*YOUR TASK*: Scan the records for the string "instance", then copy each line that has it.

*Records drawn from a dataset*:
========
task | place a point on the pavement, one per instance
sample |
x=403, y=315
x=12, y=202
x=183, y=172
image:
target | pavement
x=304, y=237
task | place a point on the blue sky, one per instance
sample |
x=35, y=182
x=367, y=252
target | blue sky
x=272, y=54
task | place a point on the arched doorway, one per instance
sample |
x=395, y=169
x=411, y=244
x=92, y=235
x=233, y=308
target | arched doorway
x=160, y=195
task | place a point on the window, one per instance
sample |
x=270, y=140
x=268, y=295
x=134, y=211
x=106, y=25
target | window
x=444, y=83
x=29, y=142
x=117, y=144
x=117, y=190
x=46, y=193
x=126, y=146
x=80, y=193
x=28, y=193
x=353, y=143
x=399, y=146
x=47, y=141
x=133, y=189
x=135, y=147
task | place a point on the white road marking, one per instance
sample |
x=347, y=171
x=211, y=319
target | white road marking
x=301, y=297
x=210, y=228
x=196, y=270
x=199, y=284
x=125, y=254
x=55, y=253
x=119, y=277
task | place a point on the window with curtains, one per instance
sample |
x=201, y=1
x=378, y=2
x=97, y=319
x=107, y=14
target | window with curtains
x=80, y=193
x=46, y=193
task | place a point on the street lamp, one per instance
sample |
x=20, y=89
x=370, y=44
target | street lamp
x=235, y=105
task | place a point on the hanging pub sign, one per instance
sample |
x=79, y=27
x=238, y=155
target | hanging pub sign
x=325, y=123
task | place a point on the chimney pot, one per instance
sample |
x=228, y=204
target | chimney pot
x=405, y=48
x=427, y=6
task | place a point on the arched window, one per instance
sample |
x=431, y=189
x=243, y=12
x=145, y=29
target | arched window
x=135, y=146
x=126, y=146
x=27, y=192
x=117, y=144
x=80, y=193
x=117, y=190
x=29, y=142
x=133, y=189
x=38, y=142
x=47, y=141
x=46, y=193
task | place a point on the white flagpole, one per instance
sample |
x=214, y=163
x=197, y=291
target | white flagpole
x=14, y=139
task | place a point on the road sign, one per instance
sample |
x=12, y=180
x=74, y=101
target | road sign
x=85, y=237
========
*ANSWER SECTION*:
task | place a point on the pavement, one per instance
task | place a point on the blue sky, one per instance
task | place a point on the arched doorway, one per instance
task | place a point on the window, one per instance
task | place a point on the white road marking, one per instance
task | place a point on the window with curtains, one per instance
task | place a point on the street lamp, one per instance
task | place a point on the hanging pub sign, one per instance
task | place a point on the chimney pot, one per instance
task | place a point on the arched window, one per instance
task | place a point on the white flagpole, one per instance
task | place a point on the road sign, one per instance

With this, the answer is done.